_Goal of the exercise_: Print the listing below in its entirety, character for character.

_Position annotation records_:

+ + + + +

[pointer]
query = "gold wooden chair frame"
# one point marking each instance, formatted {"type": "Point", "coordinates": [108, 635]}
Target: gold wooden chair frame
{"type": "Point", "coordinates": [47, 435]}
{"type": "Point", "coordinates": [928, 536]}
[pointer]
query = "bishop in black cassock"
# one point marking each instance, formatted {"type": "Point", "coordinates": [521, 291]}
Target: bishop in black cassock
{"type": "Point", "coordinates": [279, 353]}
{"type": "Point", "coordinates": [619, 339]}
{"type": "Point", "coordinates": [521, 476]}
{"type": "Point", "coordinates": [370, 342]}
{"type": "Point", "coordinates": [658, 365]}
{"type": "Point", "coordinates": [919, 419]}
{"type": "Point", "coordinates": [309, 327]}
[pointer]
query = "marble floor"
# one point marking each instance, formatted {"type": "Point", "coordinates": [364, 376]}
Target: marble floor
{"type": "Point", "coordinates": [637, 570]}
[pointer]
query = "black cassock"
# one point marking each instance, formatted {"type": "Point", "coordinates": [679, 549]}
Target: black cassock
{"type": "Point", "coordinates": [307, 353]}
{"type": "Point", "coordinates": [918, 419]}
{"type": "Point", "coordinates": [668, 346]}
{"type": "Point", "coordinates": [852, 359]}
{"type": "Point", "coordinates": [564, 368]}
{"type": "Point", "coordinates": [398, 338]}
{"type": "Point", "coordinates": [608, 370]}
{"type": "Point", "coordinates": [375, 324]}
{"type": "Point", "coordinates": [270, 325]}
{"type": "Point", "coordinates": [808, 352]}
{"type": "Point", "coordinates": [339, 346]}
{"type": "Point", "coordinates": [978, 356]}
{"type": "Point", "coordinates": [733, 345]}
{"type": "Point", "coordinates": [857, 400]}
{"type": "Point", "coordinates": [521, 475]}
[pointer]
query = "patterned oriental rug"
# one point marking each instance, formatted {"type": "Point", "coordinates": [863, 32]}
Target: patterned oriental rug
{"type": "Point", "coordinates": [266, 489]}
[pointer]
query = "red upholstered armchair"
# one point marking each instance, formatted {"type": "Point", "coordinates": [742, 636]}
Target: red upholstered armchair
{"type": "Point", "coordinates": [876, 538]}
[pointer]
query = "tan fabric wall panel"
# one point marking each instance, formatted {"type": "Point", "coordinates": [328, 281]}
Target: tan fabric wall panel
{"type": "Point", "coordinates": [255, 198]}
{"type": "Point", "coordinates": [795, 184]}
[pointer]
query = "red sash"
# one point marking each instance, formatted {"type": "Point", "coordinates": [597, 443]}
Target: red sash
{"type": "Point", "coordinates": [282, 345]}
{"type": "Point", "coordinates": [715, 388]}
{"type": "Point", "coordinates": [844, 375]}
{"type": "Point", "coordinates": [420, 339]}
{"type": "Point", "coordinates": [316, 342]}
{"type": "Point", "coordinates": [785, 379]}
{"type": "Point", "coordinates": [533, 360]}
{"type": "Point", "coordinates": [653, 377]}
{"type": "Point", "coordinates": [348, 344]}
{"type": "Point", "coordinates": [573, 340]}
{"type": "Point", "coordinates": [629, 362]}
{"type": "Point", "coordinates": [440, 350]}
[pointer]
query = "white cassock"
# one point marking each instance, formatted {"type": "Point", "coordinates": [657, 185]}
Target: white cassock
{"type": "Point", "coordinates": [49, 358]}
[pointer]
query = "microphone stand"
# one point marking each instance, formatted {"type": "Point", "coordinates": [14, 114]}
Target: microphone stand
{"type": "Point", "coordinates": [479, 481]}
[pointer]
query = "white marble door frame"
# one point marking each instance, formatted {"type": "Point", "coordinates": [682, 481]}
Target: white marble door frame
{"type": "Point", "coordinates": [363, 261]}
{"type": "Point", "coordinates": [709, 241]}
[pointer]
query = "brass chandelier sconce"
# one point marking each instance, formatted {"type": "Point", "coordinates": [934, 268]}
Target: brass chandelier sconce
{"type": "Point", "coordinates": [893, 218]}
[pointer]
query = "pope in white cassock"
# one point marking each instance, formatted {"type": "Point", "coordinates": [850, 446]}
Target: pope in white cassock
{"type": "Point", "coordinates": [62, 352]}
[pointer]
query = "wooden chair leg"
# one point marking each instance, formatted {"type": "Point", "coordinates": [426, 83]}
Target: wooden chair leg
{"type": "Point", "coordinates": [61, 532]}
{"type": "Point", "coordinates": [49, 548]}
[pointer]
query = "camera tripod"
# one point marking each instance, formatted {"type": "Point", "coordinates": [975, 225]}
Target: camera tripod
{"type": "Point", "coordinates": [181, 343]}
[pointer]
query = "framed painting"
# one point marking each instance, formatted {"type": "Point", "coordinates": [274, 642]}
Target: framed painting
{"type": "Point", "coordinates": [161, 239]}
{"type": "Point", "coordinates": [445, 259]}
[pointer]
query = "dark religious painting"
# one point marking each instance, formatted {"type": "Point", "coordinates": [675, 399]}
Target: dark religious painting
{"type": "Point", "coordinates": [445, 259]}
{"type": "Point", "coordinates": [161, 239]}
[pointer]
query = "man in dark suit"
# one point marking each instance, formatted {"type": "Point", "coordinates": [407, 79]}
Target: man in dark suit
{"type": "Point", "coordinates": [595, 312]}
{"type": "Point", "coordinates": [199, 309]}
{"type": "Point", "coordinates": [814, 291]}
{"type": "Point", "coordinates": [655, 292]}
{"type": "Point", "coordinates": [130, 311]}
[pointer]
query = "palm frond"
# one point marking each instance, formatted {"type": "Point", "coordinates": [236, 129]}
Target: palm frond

+ + + + +

_Problem solution_:
[pointer]
query = "gold wooden chair frame"
# one point marking each instance, formatted {"type": "Point", "coordinates": [108, 635]}
Target: gold wooden chair frame
{"type": "Point", "coordinates": [47, 435]}
{"type": "Point", "coordinates": [928, 536]}
[pointer]
query = "bishop in black cassock"
# one point marking each instance, formatted {"type": "Point", "coordinates": [521, 291]}
Target: bishop in black cassock
{"type": "Point", "coordinates": [279, 353]}
{"type": "Point", "coordinates": [619, 339]}
{"type": "Point", "coordinates": [521, 476]}
{"type": "Point", "coordinates": [370, 342]}
{"type": "Point", "coordinates": [658, 365]}
{"type": "Point", "coordinates": [919, 419]}
{"type": "Point", "coordinates": [309, 327]}
[pointer]
query = "marble floor"
# one point marking each instance, formatted {"type": "Point", "coordinates": [364, 376]}
Target: marble floor
{"type": "Point", "coordinates": [637, 570]}
[pointer]
query = "black cassock"
# one point marking each instance, formatted {"type": "Point", "coordinates": [679, 549]}
Target: black cassock
{"type": "Point", "coordinates": [307, 353]}
{"type": "Point", "coordinates": [918, 419]}
{"type": "Point", "coordinates": [668, 346]}
{"type": "Point", "coordinates": [852, 359]}
{"type": "Point", "coordinates": [564, 368]}
{"type": "Point", "coordinates": [398, 338]}
{"type": "Point", "coordinates": [608, 370]}
{"type": "Point", "coordinates": [375, 324]}
{"type": "Point", "coordinates": [270, 325]}
{"type": "Point", "coordinates": [808, 352]}
{"type": "Point", "coordinates": [339, 346]}
{"type": "Point", "coordinates": [978, 356]}
{"type": "Point", "coordinates": [733, 345]}
{"type": "Point", "coordinates": [857, 400]}
{"type": "Point", "coordinates": [521, 475]}
[pointer]
query = "patterned oriental rug"
# one point marking each instance, formatted {"type": "Point", "coordinates": [863, 32]}
Target: patterned oriental rug
{"type": "Point", "coordinates": [266, 489]}
[pointer]
query = "red upholstered armchair"
# one point marking each instance, formatted {"type": "Point", "coordinates": [742, 636]}
Target: red upholstered armchair
{"type": "Point", "coordinates": [876, 538]}
[pointer]
query = "tan fabric wall panel"
# one point marking each instance, formatted {"type": "Point", "coordinates": [328, 281]}
Target: tan fabric wall panel
{"type": "Point", "coordinates": [255, 198]}
{"type": "Point", "coordinates": [795, 184]}
[pointer]
query = "red sash"
# one point marking each instance, formatted {"type": "Point", "coordinates": [597, 443]}
Target: red sash
{"type": "Point", "coordinates": [282, 345]}
{"type": "Point", "coordinates": [715, 388]}
{"type": "Point", "coordinates": [844, 375]}
{"type": "Point", "coordinates": [420, 339]}
{"type": "Point", "coordinates": [316, 342]}
{"type": "Point", "coordinates": [785, 379]}
{"type": "Point", "coordinates": [533, 360]}
{"type": "Point", "coordinates": [653, 377]}
{"type": "Point", "coordinates": [348, 344]}
{"type": "Point", "coordinates": [573, 340]}
{"type": "Point", "coordinates": [629, 362]}
{"type": "Point", "coordinates": [440, 350]}
[pointer]
query = "white cassock"
# one point marking each instance, formatted {"type": "Point", "coordinates": [657, 185]}
Target: white cassock
{"type": "Point", "coordinates": [49, 358]}
[pointer]
query = "microphone stand"
# one point marking each instance, formatted {"type": "Point", "coordinates": [14, 114]}
Target: microphone stand
{"type": "Point", "coordinates": [479, 481]}
[pointer]
query = "white marble door frame"
# one point marking each instance, formatted {"type": "Point", "coordinates": [682, 481]}
Target: white marble door frame
{"type": "Point", "coordinates": [363, 261]}
{"type": "Point", "coordinates": [709, 241]}
[pointer]
query = "brass chandelier sconce"
# one point marking each instance, formatted {"type": "Point", "coordinates": [934, 268]}
Target: brass chandelier sconce
{"type": "Point", "coordinates": [893, 218]}
[pointer]
query = "pope in white cassock"
# one point marking each instance, formatted {"type": "Point", "coordinates": [850, 446]}
Target: pope in white cassock
{"type": "Point", "coordinates": [62, 352]}
[pointer]
query = "wooden chair leg"
# one point marking each instance, formatted {"type": "Point", "coordinates": [426, 83]}
Target: wooden chair leg
{"type": "Point", "coordinates": [61, 532]}
{"type": "Point", "coordinates": [49, 548]}
[pointer]
query = "camera tripod"
# one point marking each instance, formatted {"type": "Point", "coordinates": [975, 225]}
Target: camera tripod
{"type": "Point", "coordinates": [181, 343]}
[pointer]
query = "framed painting"
# one point marking each instance, formatted {"type": "Point", "coordinates": [274, 642]}
Target: framed painting
{"type": "Point", "coordinates": [161, 239]}
{"type": "Point", "coordinates": [445, 259]}
[pointer]
query = "dark religious painting"
# one point marking each instance, formatted {"type": "Point", "coordinates": [675, 399]}
Target: dark religious painting
{"type": "Point", "coordinates": [445, 259]}
{"type": "Point", "coordinates": [161, 239]}
[pointer]
query = "man in dark suit"
# one point marking each instance, formatted {"type": "Point", "coordinates": [407, 79]}
Target: man in dark suit
{"type": "Point", "coordinates": [595, 312]}
{"type": "Point", "coordinates": [199, 309]}
{"type": "Point", "coordinates": [814, 291]}
{"type": "Point", "coordinates": [655, 292]}
{"type": "Point", "coordinates": [130, 311]}
[pointer]
query = "palm frond"
# one point marking each instance, formatted {"type": "Point", "coordinates": [236, 129]}
Target: palm frond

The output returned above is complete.